### Extract to read
What, then, is this pre-emption principle? and how does it operate as a part of the existing land system? It is neither more nor less than to say to every one, when the Indian title is extinguished to a new portion of the public domain, that you may go, and search, and take all the choice parts, the fertile spots, the favourable localities, the town sites, or whatever other advantages any portion may possess, at $1 25 per acre; and that not to be paid till the lands are offered at auction, which may be many years thereafter. What, then, is its operation, but to give pick and choice of the public domain to the active and enterprising, who are best acquainted with the tract of country to which the Indian title is extinguished, with the speculating capitalists, who may choose to associate with them? It is like spreading out a large table, having a few choice and costly dishes intermixed with ordinary fare, and opening the door to the strong, and the few that may be nearest, to rush in and select the best dishes for themselves, before the others at a distance can enter and participate. And can we wonder, with such advantages, that there should be an active and powerful interest constantly at work to extinguish the titles of the Indians in rapid succession, without regard to the demand of our increasing population; to spread out table after table, that they may gorge their appetites on the choicest dishes, and slake their thirst with the most costly wines; leaving the ordinary fare, with the crumbs and bones, to the rest of the community?

### What needs to be done
In the passage on pre-emption, why does the speaker say the principle hands the best public land to the active and enterprising? Answer in one to three sentences.

### Entries
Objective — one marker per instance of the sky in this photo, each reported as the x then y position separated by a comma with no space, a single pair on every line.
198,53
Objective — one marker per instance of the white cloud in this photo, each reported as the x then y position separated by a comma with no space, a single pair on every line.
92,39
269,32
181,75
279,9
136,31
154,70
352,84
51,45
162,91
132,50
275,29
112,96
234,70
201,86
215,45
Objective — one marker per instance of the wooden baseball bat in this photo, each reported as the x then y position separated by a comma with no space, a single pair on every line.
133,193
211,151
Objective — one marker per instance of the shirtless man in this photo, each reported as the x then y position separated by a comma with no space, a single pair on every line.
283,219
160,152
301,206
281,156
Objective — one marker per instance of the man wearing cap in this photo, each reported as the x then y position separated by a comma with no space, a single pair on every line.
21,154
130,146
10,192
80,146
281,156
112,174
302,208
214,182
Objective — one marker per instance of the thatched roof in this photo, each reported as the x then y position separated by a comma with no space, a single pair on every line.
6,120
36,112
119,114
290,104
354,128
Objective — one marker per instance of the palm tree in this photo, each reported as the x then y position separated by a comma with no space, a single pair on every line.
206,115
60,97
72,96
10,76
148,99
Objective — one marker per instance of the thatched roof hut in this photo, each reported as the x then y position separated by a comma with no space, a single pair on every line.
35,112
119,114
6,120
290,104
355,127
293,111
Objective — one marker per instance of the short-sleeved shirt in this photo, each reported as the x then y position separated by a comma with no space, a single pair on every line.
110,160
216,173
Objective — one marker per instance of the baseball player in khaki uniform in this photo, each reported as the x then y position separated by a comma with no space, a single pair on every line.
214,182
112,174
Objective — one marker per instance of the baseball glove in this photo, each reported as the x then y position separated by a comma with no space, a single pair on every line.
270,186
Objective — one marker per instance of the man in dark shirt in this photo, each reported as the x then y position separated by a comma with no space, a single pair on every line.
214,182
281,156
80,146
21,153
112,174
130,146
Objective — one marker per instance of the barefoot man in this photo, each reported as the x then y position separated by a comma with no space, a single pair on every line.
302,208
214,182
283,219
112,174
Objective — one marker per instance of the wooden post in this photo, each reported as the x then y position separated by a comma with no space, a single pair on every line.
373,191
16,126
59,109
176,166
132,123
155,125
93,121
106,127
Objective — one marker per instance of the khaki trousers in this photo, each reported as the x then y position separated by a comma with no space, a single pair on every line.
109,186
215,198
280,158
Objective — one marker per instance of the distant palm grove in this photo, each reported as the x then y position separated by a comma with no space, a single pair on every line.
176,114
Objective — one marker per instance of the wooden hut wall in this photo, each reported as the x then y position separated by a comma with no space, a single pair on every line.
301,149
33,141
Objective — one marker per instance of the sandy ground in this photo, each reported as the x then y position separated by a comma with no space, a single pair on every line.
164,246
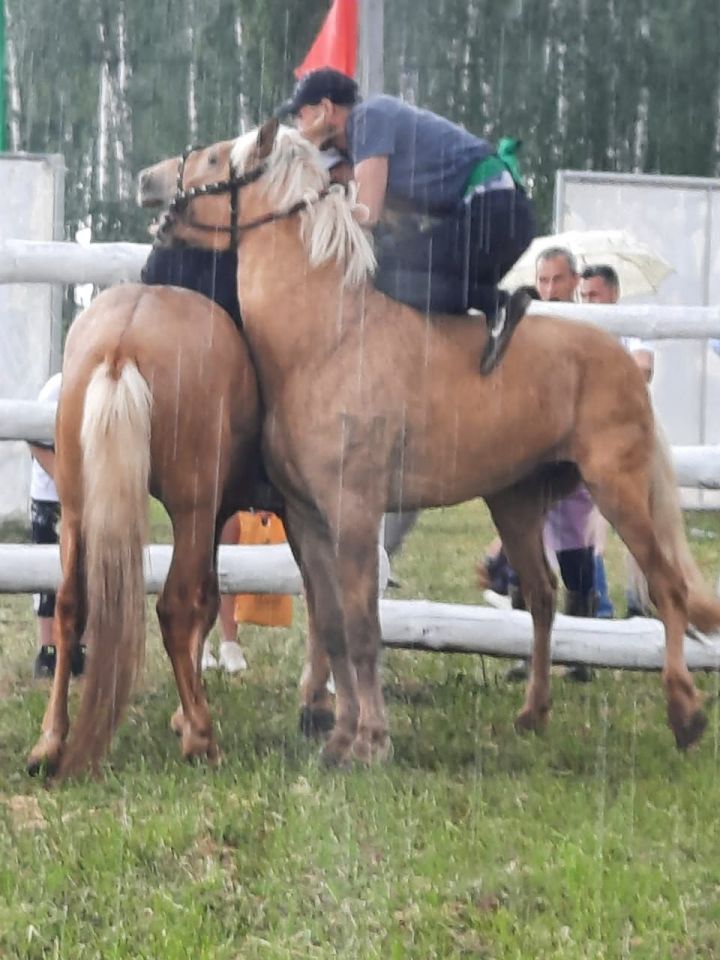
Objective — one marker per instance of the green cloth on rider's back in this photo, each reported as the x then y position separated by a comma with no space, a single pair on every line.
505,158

### The response
Once the Indian title is extinguished, pre-emption lets anyone go in and take the choice parts at a fixed price, with payment not due until the lands are offered at auction. The active and enterprising know the newly opened tract best, and speculating capitalists may join them. So they can pick the best land before people at a distance can take part.